## ÉNONCÉ
Repérez, dans les items ci-dessous, chaque ligne contenant la chaîne « pointer », puis recopiez-la intégralement.

(Entrées de données enregistrées)
################

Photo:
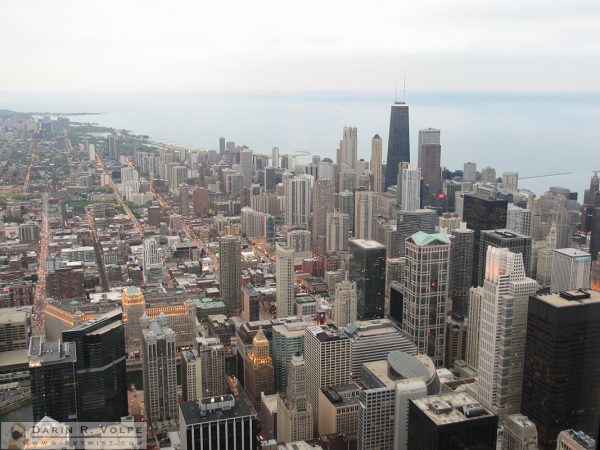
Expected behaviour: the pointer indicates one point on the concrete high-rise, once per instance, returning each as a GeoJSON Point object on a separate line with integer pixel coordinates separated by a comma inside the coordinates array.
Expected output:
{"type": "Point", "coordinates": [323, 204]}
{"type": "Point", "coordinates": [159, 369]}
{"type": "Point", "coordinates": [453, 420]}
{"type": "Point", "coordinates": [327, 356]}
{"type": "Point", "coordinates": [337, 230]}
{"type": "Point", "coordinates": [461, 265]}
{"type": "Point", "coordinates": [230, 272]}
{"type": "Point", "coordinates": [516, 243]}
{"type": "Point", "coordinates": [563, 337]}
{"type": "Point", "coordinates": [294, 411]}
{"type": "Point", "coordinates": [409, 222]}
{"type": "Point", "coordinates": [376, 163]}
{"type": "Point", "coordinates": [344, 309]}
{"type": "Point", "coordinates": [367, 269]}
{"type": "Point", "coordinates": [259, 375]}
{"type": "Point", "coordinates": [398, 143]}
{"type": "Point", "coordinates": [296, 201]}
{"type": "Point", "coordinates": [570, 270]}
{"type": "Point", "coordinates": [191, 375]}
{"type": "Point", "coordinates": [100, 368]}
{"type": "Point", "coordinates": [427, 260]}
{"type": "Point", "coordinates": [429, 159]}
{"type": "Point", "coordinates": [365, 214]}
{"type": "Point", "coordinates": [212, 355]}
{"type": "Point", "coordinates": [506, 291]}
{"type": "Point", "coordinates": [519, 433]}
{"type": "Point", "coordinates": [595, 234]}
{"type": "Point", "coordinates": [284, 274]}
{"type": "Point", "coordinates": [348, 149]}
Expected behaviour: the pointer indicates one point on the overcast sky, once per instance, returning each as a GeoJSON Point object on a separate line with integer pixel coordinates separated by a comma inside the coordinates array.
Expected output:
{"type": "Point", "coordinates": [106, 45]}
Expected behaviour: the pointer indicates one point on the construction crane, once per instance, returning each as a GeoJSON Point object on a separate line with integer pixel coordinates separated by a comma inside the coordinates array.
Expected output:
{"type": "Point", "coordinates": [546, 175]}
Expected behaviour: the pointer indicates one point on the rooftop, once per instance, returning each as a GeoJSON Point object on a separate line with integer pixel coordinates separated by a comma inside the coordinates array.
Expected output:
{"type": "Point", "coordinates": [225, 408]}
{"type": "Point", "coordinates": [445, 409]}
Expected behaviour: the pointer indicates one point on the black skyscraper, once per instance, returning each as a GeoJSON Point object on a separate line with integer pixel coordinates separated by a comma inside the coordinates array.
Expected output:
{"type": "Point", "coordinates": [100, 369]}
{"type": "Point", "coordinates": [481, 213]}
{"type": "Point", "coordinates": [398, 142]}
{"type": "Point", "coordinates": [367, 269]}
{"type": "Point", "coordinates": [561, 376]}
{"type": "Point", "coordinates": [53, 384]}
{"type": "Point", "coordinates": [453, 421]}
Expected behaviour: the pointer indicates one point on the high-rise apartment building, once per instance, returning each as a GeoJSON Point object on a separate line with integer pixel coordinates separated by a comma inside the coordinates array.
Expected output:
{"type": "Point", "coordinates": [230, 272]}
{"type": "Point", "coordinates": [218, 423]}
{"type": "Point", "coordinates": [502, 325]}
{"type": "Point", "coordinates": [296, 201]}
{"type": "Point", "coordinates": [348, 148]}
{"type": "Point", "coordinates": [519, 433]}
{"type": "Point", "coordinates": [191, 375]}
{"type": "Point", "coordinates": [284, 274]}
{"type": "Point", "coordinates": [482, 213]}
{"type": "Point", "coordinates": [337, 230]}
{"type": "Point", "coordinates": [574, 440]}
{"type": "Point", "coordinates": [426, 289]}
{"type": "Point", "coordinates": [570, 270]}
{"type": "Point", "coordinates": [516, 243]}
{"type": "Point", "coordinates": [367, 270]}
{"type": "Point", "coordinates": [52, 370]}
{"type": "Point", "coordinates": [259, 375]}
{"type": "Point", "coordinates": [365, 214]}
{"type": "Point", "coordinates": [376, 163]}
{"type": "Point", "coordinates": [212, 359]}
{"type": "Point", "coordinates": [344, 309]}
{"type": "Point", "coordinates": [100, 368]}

################

## SOLUTION PROPOSÉE
Expected behaviour: the pointer indicates one point on the concrete high-rise, once per instance, returning each as a GeoJSON Point object on a separate line with integer pixel coordinates separated by a comma inside the coordinates array.
Expected behaviour: the pointer indicates one point on the overcast sky, once per instance, returning each as a GeoJSON Point object on a separate line with integer pixel coordinates separated by a comma inside the coordinates array.
Expected behaviour: the pointer indicates one point on the construction crane, once per instance, returning each as a GeoJSON Point object on a separate line with integer pixel coordinates separated by a comma inside the coordinates array.
Expected behaviour: the pointer indicates one point on the rooftop, once per instance, returning each as a GeoJSON Point object on a separate line with integer pixel coordinates separated by a comma inside the coordinates array.
Expected behaviour: the pointer indicates one point on the black skyscraper, once per instance, returning each as a GeoJSON Point object on a separate line with integer pixel coordinates separated by a comma inside the coordinates array.
Expected behaviour: the pointer indicates one point on the high-rise apartment building, once per instance, returning each as a GeoJSON Point object on a separate line with integer pixel coordinates separated by a comma inside the coordinates array.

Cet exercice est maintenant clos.